------ Data shown

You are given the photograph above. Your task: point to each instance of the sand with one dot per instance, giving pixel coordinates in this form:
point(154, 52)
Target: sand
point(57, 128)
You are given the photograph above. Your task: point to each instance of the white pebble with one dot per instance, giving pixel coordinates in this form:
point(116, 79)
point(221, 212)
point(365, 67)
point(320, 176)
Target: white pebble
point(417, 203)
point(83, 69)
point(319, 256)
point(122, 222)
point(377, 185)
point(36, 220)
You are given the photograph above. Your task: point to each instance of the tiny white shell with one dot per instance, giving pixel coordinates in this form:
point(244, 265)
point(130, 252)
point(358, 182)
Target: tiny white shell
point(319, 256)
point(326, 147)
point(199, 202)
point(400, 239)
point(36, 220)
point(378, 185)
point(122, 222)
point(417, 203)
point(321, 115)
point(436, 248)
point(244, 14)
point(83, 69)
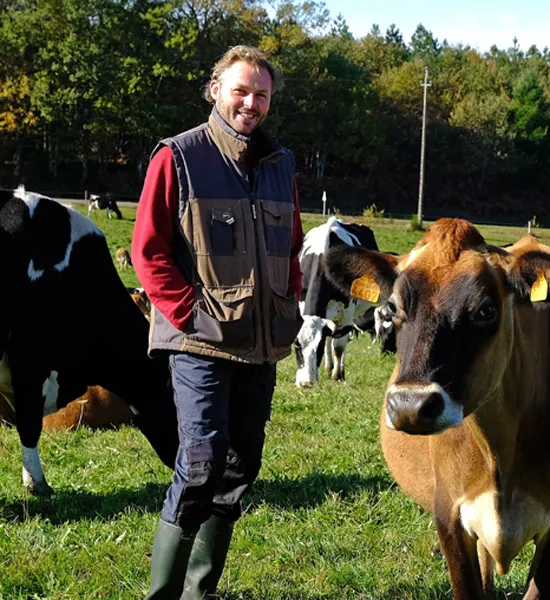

------------

What you need to do = For the word "Your", show every line of the entries that holds it.

Response to the task =
You are given the photograph above. Your task: point to each instance of the sand with one dot per instance, giving pixel coordinates in this form:
You are given the photograph above. Your task: point to each instance of the white pebble with one dot per instance, giving pixel coordinates in this form:
You are given the photograph above. Your task: point to each instance of the tiny white shell with one dot per instance, giving pixel coordinates in this form:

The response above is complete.